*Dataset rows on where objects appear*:
##########

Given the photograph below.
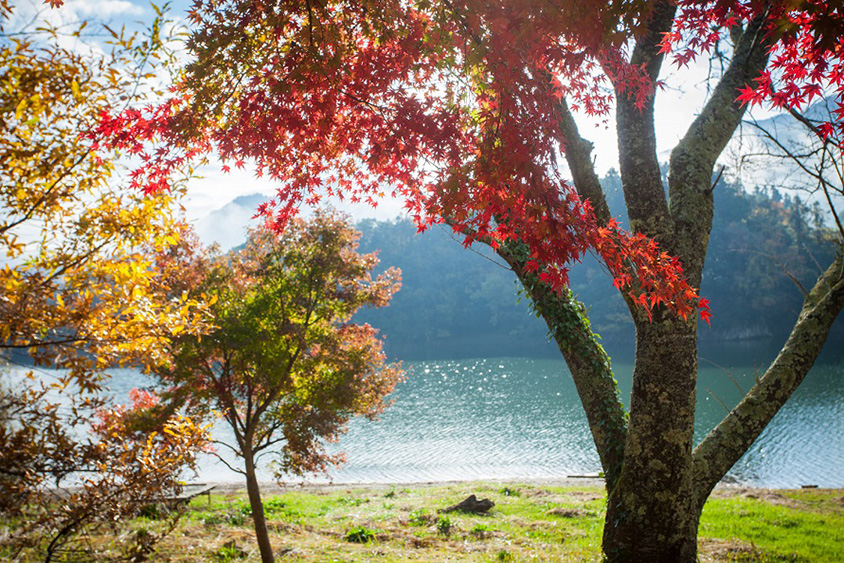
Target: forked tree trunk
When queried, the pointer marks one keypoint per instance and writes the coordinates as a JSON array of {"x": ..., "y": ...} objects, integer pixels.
[{"x": 257, "y": 507}]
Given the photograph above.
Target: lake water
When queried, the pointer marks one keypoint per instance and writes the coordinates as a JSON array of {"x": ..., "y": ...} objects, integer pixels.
[{"x": 515, "y": 418}]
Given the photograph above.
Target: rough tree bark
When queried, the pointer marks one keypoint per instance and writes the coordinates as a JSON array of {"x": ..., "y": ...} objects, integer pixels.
[{"x": 656, "y": 483}]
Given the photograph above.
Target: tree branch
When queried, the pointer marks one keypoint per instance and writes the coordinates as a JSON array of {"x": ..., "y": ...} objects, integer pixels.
[
  {"x": 588, "y": 362},
  {"x": 693, "y": 159},
  {"x": 727, "y": 442},
  {"x": 578, "y": 153},
  {"x": 644, "y": 196}
]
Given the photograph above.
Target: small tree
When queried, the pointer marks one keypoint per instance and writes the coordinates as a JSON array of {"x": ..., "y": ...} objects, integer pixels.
[
  {"x": 79, "y": 293},
  {"x": 285, "y": 367}
]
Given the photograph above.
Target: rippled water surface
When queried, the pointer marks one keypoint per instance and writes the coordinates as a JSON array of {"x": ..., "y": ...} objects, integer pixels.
[{"x": 514, "y": 418}]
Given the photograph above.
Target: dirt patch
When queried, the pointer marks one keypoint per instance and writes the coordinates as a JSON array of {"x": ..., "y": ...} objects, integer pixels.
[
  {"x": 722, "y": 550},
  {"x": 567, "y": 513}
]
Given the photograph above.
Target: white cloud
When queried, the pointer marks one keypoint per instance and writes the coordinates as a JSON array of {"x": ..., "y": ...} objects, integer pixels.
[{"x": 103, "y": 9}]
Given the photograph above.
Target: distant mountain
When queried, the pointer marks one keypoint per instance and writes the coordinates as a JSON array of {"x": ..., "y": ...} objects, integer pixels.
[
  {"x": 759, "y": 161},
  {"x": 227, "y": 226}
]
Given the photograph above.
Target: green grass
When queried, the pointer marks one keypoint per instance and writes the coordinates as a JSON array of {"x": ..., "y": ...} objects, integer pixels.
[
  {"x": 528, "y": 523},
  {"x": 779, "y": 525}
]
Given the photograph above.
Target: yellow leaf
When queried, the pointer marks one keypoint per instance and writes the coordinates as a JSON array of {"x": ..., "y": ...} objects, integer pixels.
[{"x": 21, "y": 108}]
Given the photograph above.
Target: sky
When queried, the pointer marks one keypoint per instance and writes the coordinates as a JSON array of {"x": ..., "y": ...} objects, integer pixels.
[{"x": 678, "y": 104}]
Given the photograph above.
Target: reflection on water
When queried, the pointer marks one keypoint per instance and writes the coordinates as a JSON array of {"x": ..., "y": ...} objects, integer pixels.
[
  {"x": 513, "y": 418},
  {"x": 517, "y": 418}
]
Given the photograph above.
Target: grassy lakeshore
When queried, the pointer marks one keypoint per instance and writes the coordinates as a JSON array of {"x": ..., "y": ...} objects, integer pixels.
[{"x": 530, "y": 522}]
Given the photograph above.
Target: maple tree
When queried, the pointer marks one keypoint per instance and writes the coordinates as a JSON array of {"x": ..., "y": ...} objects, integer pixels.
[
  {"x": 465, "y": 109},
  {"x": 284, "y": 367},
  {"x": 79, "y": 293}
]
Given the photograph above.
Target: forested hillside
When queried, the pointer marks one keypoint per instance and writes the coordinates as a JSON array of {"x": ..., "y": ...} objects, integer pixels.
[{"x": 459, "y": 303}]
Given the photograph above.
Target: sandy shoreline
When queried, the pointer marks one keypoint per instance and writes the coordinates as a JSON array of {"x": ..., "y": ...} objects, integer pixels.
[{"x": 271, "y": 487}]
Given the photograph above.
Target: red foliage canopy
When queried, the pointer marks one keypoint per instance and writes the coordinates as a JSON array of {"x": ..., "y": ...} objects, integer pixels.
[{"x": 451, "y": 105}]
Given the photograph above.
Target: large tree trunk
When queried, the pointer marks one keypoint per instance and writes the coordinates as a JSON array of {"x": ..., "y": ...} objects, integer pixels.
[
  {"x": 651, "y": 515},
  {"x": 260, "y": 522}
]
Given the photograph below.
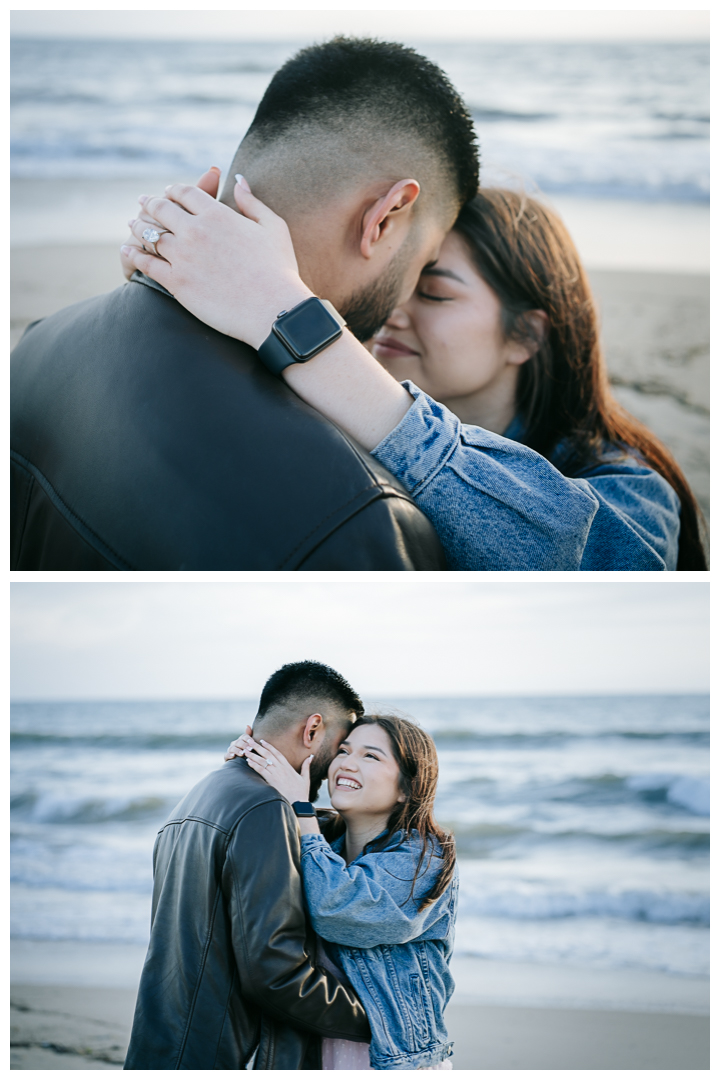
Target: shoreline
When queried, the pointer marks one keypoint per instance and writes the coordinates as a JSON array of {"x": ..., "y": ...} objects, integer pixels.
[{"x": 503, "y": 1015}]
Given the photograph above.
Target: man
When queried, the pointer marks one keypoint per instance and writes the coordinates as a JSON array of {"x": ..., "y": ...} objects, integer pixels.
[
  {"x": 144, "y": 440},
  {"x": 230, "y": 970}
]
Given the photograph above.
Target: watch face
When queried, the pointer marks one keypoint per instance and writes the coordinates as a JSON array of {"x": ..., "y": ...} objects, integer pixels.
[{"x": 307, "y": 328}]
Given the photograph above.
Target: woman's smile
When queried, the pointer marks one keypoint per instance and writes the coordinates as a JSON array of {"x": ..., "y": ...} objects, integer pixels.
[
  {"x": 386, "y": 348},
  {"x": 364, "y": 778},
  {"x": 347, "y": 782}
]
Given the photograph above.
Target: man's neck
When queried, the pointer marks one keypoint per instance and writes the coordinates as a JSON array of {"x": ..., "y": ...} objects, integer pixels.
[{"x": 285, "y": 743}]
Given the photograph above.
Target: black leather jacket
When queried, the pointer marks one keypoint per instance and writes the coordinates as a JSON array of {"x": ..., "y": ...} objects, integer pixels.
[
  {"x": 230, "y": 969},
  {"x": 143, "y": 440}
]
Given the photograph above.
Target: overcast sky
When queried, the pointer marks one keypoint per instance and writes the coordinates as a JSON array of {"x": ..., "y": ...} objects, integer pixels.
[
  {"x": 405, "y": 23},
  {"x": 398, "y": 635}
]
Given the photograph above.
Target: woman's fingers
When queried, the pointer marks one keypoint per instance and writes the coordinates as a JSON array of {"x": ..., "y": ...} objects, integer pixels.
[
  {"x": 272, "y": 751},
  {"x": 154, "y": 268},
  {"x": 165, "y": 212},
  {"x": 189, "y": 198}
]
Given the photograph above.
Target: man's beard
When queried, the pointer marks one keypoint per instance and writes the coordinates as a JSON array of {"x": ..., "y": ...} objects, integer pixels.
[
  {"x": 318, "y": 768},
  {"x": 368, "y": 309}
]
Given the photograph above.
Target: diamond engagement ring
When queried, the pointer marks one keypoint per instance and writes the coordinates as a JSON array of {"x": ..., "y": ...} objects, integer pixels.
[{"x": 151, "y": 237}]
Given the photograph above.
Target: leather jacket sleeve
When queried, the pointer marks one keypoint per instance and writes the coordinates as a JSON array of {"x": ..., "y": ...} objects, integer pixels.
[{"x": 263, "y": 888}]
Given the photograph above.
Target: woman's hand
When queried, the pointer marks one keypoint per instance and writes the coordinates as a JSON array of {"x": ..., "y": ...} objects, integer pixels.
[
  {"x": 236, "y": 748},
  {"x": 209, "y": 181},
  {"x": 233, "y": 271},
  {"x": 270, "y": 764}
]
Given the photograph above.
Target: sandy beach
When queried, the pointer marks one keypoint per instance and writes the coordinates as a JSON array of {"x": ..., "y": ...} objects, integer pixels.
[
  {"x": 655, "y": 331},
  {"x": 503, "y": 1015}
]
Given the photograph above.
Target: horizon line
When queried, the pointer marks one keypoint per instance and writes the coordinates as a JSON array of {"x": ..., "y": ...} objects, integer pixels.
[{"x": 370, "y": 697}]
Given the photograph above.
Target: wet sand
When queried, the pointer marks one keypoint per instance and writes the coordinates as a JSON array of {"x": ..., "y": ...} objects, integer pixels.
[
  {"x": 55, "y": 1027},
  {"x": 655, "y": 332},
  {"x": 66, "y": 1014}
]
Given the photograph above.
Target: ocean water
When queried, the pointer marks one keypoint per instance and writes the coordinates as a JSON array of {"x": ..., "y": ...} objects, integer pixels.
[
  {"x": 610, "y": 121},
  {"x": 582, "y": 823}
]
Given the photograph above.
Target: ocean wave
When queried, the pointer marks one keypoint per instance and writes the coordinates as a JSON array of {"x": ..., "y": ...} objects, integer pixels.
[
  {"x": 632, "y": 905},
  {"x": 49, "y": 809},
  {"x": 691, "y": 793}
]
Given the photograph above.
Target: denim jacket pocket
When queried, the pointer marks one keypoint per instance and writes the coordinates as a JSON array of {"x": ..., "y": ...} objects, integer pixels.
[{"x": 420, "y": 1010}]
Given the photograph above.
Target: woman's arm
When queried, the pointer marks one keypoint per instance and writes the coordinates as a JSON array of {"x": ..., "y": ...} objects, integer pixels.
[
  {"x": 236, "y": 272},
  {"x": 499, "y": 505},
  {"x": 368, "y": 903}
]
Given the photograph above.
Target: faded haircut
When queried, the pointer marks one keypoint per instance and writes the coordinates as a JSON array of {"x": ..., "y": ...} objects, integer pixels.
[
  {"x": 307, "y": 683},
  {"x": 353, "y": 104}
]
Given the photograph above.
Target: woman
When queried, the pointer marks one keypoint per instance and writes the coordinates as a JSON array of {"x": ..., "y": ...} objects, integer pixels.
[
  {"x": 503, "y": 428},
  {"x": 381, "y": 887}
]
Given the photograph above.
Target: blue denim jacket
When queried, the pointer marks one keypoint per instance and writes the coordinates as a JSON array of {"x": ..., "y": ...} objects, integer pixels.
[
  {"x": 499, "y": 505},
  {"x": 395, "y": 956}
]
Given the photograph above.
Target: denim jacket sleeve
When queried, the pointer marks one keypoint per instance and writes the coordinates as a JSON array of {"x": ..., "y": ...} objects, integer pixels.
[
  {"x": 499, "y": 505},
  {"x": 366, "y": 903}
]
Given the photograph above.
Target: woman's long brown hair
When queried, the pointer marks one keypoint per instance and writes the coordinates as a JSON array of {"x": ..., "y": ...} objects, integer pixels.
[
  {"x": 525, "y": 254},
  {"x": 417, "y": 759}
]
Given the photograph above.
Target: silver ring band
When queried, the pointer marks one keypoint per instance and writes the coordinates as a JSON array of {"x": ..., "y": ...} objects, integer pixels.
[{"x": 151, "y": 235}]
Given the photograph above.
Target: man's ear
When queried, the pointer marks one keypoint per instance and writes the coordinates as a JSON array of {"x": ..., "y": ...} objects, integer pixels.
[
  {"x": 310, "y": 729},
  {"x": 388, "y": 213}
]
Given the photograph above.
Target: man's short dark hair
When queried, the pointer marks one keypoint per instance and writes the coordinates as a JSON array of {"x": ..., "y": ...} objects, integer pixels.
[
  {"x": 309, "y": 679},
  {"x": 384, "y": 90}
]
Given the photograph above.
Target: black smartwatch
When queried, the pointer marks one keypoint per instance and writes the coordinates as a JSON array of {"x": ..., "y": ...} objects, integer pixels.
[{"x": 300, "y": 334}]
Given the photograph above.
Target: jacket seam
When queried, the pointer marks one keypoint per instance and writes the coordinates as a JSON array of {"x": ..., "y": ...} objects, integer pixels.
[
  {"x": 203, "y": 960},
  {"x": 417, "y": 488},
  {"x": 366, "y": 497},
  {"x": 26, "y": 508},
  {"x": 226, "y": 832},
  {"x": 73, "y": 520}
]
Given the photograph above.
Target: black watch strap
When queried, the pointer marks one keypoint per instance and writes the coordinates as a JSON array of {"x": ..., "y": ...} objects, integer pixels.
[{"x": 275, "y": 355}]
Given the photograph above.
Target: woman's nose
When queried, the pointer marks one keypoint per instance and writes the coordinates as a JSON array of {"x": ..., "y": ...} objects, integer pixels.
[{"x": 398, "y": 319}]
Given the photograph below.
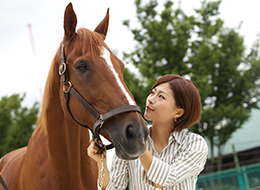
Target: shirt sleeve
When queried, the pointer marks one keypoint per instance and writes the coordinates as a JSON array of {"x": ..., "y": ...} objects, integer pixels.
[
  {"x": 118, "y": 174},
  {"x": 189, "y": 162}
]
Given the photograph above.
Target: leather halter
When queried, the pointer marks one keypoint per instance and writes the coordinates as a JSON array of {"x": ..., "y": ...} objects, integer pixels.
[{"x": 63, "y": 72}]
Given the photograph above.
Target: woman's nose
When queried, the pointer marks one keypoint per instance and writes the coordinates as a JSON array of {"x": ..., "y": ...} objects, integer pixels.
[{"x": 150, "y": 99}]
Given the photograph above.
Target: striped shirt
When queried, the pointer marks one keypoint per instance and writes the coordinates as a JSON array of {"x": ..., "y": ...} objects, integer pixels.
[{"x": 176, "y": 167}]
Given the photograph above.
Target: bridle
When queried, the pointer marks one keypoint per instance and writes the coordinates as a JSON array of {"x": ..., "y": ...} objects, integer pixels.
[{"x": 101, "y": 118}]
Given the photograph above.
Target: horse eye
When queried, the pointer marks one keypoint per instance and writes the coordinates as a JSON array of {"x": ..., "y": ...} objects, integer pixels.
[{"x": 82, "y": 66}]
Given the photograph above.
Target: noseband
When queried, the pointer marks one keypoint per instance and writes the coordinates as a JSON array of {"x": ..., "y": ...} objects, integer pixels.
[{"x": 68, "y": 89}]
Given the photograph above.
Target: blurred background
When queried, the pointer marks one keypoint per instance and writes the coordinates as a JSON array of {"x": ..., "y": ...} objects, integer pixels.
[{"x": 213, "y": 43}]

##########

*Exercise directions*:
Count how many lines of the records above contain the string "water", treating uppercase and lowercase as different. Reply with the number alone.

*Result for this task*:
4